If you are still using the code from
ftp://ftp.math.kobe-u.ac.jp/pub/knot/pqueue.rb
You can see that it does implement as a heap. You can view the array the
items are stored in by calling .qarray on your priority queue.

Also, you could possibly reduce the search time by writing your own
search
method, which takes into account the structure of the priority queue.
Meaning you can rule out entire branches of the tree if the priority of
that
branch’s root is less than the priority of the element you are searching
for.

Mason,

On Wed, Sep 30, 2009 at 1:50 PM, Mason K. [email protected]
wrote:

The code I used was: open_queue = PQueue.new(proc{|x,y| x[0]<y[0]}), where
I
was sorting on the first element of each item.

But for future use, is there a way to force the Priority Queue to always
add
the newest matching item in front of the older matching items? Please be
aware I am not asking for a descending sort, which I know how to do.

You will need to change the matching process to be smart enough to
handle
what you want - fortunately it’s fairly easy to do with a couple of
changes.

### TASKS AND EXERCISES
- a) Update the part of the priority queue passage that opens with the words containing "The code I used" and closes with "know how to do.", replacing "descending" with "ascending".
- b) According to the priority queue passage, how can one view the array in which the items are stored?
- c) Continue the priority queue passage from its final sentence.

[Collection entries]

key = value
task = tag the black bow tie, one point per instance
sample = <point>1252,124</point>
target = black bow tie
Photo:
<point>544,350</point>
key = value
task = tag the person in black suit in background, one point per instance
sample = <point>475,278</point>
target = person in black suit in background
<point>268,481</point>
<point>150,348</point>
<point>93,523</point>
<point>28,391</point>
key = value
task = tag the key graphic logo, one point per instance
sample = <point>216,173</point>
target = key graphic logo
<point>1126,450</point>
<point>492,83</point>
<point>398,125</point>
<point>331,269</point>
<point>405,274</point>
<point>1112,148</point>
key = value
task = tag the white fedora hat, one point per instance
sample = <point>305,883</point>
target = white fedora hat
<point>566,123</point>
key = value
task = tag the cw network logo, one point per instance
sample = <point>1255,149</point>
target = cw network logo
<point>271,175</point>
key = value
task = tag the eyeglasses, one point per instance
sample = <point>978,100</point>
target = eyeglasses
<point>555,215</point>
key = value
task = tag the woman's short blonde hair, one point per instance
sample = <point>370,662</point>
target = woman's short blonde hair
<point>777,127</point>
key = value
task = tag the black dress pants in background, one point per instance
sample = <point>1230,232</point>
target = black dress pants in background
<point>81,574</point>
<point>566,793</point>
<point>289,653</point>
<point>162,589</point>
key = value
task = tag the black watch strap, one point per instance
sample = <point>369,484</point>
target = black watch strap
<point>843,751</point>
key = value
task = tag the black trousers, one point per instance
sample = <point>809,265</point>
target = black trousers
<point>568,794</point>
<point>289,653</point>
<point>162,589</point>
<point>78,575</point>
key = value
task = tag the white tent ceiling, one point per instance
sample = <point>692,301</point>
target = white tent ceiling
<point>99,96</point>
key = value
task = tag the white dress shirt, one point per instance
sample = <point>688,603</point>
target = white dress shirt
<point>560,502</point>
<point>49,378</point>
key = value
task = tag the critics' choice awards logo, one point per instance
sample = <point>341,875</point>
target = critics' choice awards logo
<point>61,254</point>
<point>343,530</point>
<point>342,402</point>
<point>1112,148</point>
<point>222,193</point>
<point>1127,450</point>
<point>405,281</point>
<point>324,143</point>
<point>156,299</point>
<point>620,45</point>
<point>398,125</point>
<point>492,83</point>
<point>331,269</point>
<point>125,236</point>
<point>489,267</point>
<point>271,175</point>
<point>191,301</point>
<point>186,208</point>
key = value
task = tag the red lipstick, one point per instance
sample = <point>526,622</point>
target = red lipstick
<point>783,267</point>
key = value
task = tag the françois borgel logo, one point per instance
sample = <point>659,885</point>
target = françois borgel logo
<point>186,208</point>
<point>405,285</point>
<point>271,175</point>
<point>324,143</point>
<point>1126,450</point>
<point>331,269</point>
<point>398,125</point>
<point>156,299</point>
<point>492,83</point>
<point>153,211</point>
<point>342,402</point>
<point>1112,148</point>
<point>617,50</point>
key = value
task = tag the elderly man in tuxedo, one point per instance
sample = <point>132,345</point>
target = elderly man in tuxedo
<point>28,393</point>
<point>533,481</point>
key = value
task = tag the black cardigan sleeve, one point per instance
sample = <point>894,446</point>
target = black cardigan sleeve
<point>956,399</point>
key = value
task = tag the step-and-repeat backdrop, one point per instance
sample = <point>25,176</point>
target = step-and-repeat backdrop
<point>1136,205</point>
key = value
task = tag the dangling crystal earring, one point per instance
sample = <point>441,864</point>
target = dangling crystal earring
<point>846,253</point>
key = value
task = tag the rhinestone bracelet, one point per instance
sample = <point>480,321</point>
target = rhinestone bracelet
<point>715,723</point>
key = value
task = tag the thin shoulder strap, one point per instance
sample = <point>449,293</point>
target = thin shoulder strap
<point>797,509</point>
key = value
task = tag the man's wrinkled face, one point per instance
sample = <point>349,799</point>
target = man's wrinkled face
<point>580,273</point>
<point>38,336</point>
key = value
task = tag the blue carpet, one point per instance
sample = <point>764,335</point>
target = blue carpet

### ANSWERS FOR THIS EXERCISE
- a)
The code I used was: open_queue = PQueue.new(proc{|x,y| x[0]<y[0]}), where
I
was sorting on the first element of each item.

But for future use, is there a way to force the Priority Queue to always
add
the newest matching item in front of the older matching items? Please be
aware I am not asking for a ascending sort, which I know how to do.

- b) By calling .qarray on the priority queue.

- c)
You can do something along either of the following (gist here for easier
reading - Multi-Sort pqueue record · GitHub)

In essence we just create a class to hold your items that is aware of
how
you want to sort - you can either subclass
an array if you want to keep that concept or dump the array and move
your
records to their own class.

require ‘pqueue’

pq = PQueue.new proc{|x, y| x.compare(y)}

#Do either the Array monkey_patch or Record concept

class Array
attr_reader :insert_time
def compare(other_record)
#We want to return TRUE if this record should take
#priority over the other record in the queue
if self[0] == other_record[0]
insert_time > other_record.insert_time
else
self[0] < other_record[0]
end
end

def queue(pq)
@insert_time = Time.now()
pq.push(self)
end
end

x = [1, 2, 3, 4]
x.queue(pq)
sleep 1
y = [1, 2, 3, 4]
y.queue(pq)

until pq.empty?
itm = pq.pop
p itm
p itm.insert_time
end

class Record
attr_accessor :f1, :f2, :f3, :f4
attr_reader :insert_time

def initialize(f1, f2, f3, f4)
@f1, @f2, @f3, @f4 = f1, f2, f3, f4
end

def compare(other_record)
#We want to return TRUE if this record should take
#priority over the other record in the queue
if f1 == other_record.f1
insert_time > other_record.insert_time
else
f1 < other_record.f1
end
end

def queue(pq)
@insert_time = Time.now()
pq.push(self)
end
end

x = Record.new(1, 2, 3, 4)
x.queue(pq)
sleep 1
y = Record.new(1, 5, 6, 7)
y.queue(pq)

until pq.empty?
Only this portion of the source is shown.